*Consegna*: Cita tali e quali le righe partendo dall'inizio e arrivando alla riga che contiene "positive clicks: (589, 23)", inclusa.

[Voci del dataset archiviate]
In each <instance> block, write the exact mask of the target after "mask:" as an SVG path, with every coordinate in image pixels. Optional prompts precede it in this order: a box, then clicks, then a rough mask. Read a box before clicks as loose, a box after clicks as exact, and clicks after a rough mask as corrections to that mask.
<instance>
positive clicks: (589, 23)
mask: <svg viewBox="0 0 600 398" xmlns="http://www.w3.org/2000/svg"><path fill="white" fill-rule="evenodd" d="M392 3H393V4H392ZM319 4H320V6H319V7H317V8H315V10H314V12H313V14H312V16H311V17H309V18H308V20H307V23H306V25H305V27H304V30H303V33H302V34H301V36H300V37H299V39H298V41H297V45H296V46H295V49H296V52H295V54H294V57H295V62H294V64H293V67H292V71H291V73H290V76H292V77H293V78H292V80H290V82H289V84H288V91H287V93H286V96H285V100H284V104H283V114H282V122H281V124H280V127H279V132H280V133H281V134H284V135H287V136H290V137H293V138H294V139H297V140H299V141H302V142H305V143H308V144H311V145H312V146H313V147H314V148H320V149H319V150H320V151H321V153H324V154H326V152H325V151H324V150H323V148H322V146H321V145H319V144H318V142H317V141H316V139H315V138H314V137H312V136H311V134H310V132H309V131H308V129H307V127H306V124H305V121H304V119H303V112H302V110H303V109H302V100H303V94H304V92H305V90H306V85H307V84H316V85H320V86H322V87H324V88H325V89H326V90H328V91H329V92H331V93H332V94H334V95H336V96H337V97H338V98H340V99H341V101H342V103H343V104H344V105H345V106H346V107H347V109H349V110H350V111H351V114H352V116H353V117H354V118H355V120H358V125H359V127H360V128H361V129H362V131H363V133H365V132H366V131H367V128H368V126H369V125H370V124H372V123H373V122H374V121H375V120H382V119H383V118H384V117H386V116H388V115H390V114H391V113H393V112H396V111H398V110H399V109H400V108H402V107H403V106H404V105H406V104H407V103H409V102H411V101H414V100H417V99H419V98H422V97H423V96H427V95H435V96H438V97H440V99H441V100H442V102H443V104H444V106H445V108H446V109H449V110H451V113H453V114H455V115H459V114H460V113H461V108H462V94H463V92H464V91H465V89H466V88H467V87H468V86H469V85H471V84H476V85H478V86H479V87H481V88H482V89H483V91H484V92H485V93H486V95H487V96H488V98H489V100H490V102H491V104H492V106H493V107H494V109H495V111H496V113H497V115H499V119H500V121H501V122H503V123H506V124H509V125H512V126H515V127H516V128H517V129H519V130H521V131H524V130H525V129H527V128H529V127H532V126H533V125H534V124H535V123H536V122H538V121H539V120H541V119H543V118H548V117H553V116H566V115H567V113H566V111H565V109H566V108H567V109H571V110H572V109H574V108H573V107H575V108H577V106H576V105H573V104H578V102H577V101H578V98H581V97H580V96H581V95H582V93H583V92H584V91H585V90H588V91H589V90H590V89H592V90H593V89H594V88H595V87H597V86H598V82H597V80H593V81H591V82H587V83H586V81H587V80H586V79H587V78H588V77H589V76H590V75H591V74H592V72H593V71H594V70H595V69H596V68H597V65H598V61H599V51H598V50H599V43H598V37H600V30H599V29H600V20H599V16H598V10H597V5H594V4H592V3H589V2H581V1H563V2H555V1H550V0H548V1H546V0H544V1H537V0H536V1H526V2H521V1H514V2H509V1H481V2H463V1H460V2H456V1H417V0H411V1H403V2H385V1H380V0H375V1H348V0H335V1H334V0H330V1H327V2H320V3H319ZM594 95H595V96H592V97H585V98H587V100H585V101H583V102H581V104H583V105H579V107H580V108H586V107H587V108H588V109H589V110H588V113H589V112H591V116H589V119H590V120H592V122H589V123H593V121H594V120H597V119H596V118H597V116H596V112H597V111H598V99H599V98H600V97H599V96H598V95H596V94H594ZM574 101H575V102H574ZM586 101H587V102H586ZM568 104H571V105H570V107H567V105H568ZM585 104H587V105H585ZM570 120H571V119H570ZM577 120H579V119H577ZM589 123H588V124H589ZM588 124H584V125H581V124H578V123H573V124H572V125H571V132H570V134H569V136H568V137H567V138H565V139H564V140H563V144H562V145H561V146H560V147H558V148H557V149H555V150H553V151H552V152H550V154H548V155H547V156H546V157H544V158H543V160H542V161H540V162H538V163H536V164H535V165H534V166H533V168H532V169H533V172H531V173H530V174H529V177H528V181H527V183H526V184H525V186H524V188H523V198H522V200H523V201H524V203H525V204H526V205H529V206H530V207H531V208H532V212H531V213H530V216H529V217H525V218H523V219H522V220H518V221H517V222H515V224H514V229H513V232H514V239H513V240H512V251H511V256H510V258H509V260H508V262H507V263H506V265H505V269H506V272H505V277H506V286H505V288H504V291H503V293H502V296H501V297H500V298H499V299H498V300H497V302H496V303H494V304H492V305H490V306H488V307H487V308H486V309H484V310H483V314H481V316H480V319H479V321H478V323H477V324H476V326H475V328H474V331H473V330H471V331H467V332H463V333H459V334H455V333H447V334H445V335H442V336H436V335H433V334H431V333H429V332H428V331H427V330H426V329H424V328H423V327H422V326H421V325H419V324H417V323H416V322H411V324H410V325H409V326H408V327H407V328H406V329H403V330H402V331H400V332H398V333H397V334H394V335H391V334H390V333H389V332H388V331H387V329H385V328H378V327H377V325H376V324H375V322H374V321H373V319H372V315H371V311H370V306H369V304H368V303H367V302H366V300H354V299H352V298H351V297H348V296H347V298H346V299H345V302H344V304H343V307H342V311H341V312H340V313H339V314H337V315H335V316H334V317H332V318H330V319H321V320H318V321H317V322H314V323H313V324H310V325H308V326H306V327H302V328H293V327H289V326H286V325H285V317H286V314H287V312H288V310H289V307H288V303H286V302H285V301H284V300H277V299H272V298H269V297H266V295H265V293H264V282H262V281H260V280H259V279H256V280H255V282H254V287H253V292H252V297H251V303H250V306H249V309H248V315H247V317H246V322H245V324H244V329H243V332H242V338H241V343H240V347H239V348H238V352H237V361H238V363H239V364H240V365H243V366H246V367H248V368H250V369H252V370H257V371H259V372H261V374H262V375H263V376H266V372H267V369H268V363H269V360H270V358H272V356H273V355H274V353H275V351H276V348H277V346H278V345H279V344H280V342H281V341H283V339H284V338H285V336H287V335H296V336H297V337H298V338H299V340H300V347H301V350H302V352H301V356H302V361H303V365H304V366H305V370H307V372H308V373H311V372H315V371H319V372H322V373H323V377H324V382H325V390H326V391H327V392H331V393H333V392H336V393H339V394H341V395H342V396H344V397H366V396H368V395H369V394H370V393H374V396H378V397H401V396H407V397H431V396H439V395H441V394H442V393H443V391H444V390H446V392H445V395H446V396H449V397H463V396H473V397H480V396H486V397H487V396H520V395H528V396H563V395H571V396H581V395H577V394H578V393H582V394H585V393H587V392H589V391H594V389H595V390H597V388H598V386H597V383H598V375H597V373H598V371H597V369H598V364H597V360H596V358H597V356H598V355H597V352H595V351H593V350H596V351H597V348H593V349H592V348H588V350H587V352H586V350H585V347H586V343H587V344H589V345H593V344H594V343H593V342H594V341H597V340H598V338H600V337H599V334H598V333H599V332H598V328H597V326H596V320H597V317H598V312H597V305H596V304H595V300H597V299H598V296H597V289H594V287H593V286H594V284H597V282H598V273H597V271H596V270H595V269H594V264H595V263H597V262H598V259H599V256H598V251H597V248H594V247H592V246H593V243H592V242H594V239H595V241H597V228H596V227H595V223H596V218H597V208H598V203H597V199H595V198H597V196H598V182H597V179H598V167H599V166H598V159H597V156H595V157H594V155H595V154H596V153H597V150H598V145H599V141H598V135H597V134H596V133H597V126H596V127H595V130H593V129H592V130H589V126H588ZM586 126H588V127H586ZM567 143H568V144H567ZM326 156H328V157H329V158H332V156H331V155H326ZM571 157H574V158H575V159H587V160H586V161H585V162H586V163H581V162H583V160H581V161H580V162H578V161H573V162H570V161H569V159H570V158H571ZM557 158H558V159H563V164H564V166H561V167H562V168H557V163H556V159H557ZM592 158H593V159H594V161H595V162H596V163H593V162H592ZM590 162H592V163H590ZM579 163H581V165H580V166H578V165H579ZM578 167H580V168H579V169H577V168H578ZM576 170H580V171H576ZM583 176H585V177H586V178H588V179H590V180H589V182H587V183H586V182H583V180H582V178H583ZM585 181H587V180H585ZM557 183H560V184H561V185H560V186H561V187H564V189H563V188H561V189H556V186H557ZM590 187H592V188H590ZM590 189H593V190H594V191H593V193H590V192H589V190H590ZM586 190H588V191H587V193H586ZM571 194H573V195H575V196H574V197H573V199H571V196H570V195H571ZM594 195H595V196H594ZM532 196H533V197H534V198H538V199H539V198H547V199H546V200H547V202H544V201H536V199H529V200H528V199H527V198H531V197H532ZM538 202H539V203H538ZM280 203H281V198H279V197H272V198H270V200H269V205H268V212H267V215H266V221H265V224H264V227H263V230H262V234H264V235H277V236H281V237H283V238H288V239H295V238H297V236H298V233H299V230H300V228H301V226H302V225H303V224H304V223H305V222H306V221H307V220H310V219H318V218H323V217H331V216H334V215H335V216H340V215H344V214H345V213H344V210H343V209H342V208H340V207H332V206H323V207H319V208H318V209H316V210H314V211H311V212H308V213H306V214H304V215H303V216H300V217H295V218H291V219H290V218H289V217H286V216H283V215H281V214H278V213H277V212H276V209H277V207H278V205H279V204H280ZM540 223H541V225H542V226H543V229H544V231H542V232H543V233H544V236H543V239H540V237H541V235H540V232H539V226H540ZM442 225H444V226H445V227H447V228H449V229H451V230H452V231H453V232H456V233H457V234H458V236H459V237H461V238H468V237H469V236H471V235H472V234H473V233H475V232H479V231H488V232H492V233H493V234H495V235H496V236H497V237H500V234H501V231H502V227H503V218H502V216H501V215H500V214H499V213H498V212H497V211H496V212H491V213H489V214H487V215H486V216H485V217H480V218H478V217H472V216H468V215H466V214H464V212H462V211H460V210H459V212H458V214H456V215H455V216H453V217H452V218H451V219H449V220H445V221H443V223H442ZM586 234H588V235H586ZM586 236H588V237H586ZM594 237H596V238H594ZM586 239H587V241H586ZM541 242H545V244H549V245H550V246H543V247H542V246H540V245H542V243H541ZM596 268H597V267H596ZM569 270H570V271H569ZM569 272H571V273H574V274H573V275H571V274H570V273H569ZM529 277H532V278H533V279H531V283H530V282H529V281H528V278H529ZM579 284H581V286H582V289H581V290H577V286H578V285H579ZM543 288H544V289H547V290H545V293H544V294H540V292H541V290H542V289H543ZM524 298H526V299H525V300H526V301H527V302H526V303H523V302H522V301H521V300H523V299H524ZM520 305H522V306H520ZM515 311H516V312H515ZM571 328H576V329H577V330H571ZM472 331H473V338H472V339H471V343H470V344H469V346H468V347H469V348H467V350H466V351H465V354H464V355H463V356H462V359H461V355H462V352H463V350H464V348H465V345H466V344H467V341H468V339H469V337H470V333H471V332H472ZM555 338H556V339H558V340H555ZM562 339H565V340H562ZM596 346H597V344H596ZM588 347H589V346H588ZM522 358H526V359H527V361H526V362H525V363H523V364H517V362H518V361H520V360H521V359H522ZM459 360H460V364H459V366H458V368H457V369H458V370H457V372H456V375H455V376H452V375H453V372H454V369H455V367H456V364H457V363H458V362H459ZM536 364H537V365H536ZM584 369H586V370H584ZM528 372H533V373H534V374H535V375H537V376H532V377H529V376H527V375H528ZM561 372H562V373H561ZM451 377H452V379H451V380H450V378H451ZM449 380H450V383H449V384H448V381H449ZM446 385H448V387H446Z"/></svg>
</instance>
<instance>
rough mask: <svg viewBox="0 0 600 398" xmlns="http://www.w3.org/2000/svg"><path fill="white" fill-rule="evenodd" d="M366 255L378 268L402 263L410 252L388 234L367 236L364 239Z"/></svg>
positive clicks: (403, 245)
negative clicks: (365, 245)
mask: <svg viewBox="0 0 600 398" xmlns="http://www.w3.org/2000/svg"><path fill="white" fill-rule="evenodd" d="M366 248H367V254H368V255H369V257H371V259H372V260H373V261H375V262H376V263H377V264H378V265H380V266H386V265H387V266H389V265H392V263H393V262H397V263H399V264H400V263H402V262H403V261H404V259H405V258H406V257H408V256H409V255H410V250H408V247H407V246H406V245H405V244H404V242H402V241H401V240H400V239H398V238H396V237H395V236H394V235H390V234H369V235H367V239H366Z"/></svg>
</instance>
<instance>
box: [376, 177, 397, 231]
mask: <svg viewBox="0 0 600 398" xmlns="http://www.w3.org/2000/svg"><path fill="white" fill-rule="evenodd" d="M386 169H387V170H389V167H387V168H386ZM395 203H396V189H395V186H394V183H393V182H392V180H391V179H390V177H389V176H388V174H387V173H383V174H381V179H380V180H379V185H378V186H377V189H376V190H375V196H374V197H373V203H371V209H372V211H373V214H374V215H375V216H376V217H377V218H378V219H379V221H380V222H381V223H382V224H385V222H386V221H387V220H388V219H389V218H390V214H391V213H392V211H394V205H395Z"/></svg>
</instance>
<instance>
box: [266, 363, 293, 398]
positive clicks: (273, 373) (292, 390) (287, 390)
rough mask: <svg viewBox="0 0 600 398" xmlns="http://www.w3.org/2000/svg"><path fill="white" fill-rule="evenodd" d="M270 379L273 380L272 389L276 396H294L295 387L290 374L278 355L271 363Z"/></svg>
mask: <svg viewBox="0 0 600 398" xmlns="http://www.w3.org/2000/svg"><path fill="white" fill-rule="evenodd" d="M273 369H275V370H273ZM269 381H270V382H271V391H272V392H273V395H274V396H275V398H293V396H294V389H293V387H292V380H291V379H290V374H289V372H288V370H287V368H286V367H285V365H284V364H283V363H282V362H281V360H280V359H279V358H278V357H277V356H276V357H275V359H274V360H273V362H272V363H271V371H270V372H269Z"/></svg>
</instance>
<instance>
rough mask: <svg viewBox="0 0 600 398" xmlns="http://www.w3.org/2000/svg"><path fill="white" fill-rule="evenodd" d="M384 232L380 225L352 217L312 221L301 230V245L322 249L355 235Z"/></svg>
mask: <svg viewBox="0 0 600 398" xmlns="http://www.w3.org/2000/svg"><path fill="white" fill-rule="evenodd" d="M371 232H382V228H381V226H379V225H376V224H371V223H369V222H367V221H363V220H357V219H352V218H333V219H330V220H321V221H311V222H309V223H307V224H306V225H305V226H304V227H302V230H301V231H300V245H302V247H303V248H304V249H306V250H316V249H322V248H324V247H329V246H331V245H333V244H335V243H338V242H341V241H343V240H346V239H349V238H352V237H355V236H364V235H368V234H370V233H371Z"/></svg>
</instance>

*Soluzione svolta*:
In each <instance> block, write the exact mask of the target after "mask:" as an SVG path, with every coordinate in image pixels. Optional prompts precede it in this order: a box, then clicks, then a rough mask. Read a box before clicks as loose, a box after clicks as exact, and clicks after a rough mask as corrections to that mask.
<instance>
positive clicks: (589, 23)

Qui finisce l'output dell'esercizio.